THE TASK
Each line of the data has to be written out again exactly as shown.

++++ RECORD EXCERPTS

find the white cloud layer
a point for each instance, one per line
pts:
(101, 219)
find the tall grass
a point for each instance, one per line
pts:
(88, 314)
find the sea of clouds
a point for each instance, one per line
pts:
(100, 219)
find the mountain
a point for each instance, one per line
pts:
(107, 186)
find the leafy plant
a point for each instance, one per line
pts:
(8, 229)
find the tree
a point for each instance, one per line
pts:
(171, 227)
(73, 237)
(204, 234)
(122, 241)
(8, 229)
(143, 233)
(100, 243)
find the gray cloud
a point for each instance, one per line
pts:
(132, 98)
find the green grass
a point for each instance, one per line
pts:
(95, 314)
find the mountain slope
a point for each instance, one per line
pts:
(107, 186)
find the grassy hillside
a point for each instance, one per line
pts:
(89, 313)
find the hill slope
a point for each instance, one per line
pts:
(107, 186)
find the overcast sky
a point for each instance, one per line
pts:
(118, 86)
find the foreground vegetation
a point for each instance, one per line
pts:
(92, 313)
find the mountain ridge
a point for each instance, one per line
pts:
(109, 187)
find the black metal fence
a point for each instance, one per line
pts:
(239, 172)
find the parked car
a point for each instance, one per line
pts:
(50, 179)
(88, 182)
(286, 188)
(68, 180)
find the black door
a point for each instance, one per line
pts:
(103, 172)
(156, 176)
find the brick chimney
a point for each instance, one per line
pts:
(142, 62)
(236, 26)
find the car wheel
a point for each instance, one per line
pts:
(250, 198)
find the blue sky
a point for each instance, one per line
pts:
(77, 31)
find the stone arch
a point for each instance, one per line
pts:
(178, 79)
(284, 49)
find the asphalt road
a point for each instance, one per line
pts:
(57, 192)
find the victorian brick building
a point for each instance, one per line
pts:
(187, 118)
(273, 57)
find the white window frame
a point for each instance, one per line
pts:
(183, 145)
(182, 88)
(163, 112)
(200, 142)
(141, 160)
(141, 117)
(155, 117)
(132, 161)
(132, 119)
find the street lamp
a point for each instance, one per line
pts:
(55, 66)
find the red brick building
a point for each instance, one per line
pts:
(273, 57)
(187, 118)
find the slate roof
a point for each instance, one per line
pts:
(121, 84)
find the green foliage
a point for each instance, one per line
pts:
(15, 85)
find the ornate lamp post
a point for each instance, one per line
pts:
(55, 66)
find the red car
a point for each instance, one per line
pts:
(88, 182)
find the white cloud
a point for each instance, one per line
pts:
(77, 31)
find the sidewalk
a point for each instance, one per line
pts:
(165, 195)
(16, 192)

++++++++

RESPONSE TO THE TASK
find the white cloud layer
a point for each instance, one per line
pts:
(101, 219)
find the tall grass
a point for each instance, one per line
pts:
(88, 314)
find the sea of clouds
a point for each instance, one per line
pts:
(100, 219)
find the mountain
a point for each instance, one per line
pts:
(107, 186)
find the leafy plant
a point for each instance, one per line
pts:
(8, 229)
find the tree
a point for each instance, one per line
pts:
(171, 227)
(73, 237)
(204, 234)
(122, 241)
(8, 229)
(143, 233)
(100, 243)
find the gray cloud
a point for each instance, one per line
pts:
(132, 98)
find the green grass
a point for each instance, one per line
pts:
(95, 314)
find the mountain slope
a point for each instance, one per line
pts:
(107, 186)
find the grassy hillside
a point for each instance, one per line
pts:
(89, 313)
find the hill slope
a point for each instance, one per line
pts:
(107, 186)
find the overcast sky
a point for each instance, one per line
pts:
(118, 86)
find the foreground vegetation
a point for each instance, one per line
pts:
(92, 313)
find the mountain ridge
a point for each instance, one per line
pts:
(109, 187)
find the black metal fence
a point for each instance, one per line
pts:
(239, 172)
find the parked car
a point for each instance, one per line
pts:
(50, 179)
(88, 182)
(286, 188)
(68, 180)
find the black door
a point for each instance, one per line
pts:
(103, 172)
(156, 176)
find the brick chimney
a point for each instance, one per line
pts:
(142, 62)
(236, 26)
find the car wheel
a point for each instance, one per line
pts:
(250, 198)
find the blue sky
a point for each instance, one per line
pts:
(77, 31)
find the stone arch
a point for each instance, one per line
pts:
(178, 79)
(284, 49)
find the asphalt road
a point for each instance, one per line
pts:
(57, 192)
find the victorian brick building
a point for each instance, one per line
pts:
(187, 118)
(273, 57)
find the white window frame
a point for each instance, one per line
pts:
(183, 145)
(182, 88)
(163, 112)
(200, 142)
(141, 160)
(141, 117)
(155, 117)
(132, 161)
(132, 119)
find the street lamp
a point for each instance, one per line
pts:
(55, 66)
find the red brick building
a point for each instance, one per line
pts:
(273, 57)
(187, 118)
find the slate roof
a point for each instance, one per line
pts:
(121, 84)
find the green foliage
a point for each instance, one per line
pts:
(15, 85)
find the ornate lamp post
a point for each instance, one per line
pts:
(55, 66)
find the red car
a point for each instance, one per line
pts:
(88, 182)
find the white cloud
a point for each instance, one per line
pts:
(77, 31)
find the sidewalk
a point for each instance, one per line
pts:
(165, 195)
(16, 192)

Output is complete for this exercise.